• _Task instructions_:
Using the bread history text below, answer these:
(a) Which poet coined the phrase "Panem et circenses"?
(b) Under what law, and in what year, did the practice of offering doles begin?
(c) From which place did most of the grain come?

• _Text extract_:
((

If our mutual friend Bread could pass a global decree I believe it would include the mandatory separation between dining and politics. It would absolutely prohibit political discussions when consuming bread. Even if politics is your favorite topic, from its cheap slogans and broken promises, it’s still not a good idea to discuss with your friends while enjoying a soft loaf. It brings back painful memories of a controversial time in Bread’s life–a time when it felt used, helpless, like a puppet in the hands of manipulative elites.
You can find the first part of our Ancient History of Bread series here.
Bread suffered exploitation at various times in different places; however, the most resounding example of its extensive politicization in ancient history occurred in the Roman Empire. You might be familiar with the metonymic Panem et circenses (Bread and circuses) coined by the satirical poet Juvenal. The expression was intended as a critique of the small-mindedness of the lower classes; nevertheless, it indirectly highlighted the strategy employed by Roman public officials to obtain and preserve consensus. Feeding and distracting the masses was the highway to a successful reign, hence many rulers took it, and never looked back.
Bread and Circuses
The practice of offering doles started with the lex frumentaria in 123 B.C. Through this legislation the Romans would import wheat from their provinces in Africa, Sicily and Sardinia to then distribute it at low prices to the poor. Later on, the wheat was handed out free of charge thanks to an updated version of the law tailored by Clodius. As Jacob reports, populations who benefitted from this dubious gift grew exponentially over the years, from forty thousand people in the year 72 B.C. to two hundred thousand during Julius Caesar’s reign (46-44 B.C.). Throughout this time and afterwards, grain came mostly from one location: Egypt.

))

• _Raw data_:
((

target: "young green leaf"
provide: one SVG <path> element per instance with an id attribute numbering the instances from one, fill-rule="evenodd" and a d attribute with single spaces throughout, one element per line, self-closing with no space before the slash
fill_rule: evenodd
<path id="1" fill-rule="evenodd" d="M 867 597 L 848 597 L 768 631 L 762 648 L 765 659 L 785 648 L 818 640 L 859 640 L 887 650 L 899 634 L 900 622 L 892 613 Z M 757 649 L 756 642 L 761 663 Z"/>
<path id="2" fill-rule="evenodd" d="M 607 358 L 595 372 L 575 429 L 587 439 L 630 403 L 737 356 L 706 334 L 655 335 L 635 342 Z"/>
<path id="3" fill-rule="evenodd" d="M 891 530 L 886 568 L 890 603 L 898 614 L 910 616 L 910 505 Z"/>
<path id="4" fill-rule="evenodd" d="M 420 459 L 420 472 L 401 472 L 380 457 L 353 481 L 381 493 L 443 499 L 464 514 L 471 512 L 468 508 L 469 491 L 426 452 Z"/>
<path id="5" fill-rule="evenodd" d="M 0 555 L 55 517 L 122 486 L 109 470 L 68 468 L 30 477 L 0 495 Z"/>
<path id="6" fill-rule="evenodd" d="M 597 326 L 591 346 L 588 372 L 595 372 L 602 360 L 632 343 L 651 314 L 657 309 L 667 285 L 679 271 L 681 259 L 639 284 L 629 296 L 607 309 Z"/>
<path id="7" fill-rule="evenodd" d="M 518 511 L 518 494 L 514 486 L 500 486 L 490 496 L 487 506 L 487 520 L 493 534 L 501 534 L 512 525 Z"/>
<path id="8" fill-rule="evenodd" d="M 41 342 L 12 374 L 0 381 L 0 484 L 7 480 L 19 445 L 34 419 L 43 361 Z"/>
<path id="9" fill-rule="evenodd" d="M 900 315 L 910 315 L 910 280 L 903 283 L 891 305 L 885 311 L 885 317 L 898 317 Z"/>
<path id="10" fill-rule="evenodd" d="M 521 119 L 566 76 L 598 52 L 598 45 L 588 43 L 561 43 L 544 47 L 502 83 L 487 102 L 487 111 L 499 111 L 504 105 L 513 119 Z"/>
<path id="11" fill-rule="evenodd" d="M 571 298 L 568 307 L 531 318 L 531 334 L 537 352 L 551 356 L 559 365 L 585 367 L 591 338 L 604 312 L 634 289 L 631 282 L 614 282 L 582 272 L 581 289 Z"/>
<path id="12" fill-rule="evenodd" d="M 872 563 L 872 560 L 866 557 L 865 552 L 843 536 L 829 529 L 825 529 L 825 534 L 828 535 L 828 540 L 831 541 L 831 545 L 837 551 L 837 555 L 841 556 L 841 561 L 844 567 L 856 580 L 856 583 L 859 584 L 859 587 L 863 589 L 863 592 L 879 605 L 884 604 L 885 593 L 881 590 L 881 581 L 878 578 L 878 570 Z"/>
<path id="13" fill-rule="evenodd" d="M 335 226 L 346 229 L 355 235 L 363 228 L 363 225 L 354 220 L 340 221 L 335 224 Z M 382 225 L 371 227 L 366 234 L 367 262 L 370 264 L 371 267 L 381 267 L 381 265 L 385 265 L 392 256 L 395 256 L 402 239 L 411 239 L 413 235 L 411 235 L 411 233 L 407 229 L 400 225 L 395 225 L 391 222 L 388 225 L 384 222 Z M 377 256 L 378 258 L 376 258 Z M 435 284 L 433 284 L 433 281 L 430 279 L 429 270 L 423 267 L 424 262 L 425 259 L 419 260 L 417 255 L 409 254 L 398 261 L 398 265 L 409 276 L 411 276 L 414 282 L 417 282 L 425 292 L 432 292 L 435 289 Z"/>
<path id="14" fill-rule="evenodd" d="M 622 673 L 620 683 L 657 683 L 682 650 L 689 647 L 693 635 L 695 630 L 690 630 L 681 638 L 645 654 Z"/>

))

• _Expected answer_:
(a) Juvenal, a satirical poet.
(b) The lex frumentaria, in 123 B.C.
(c) Egypt.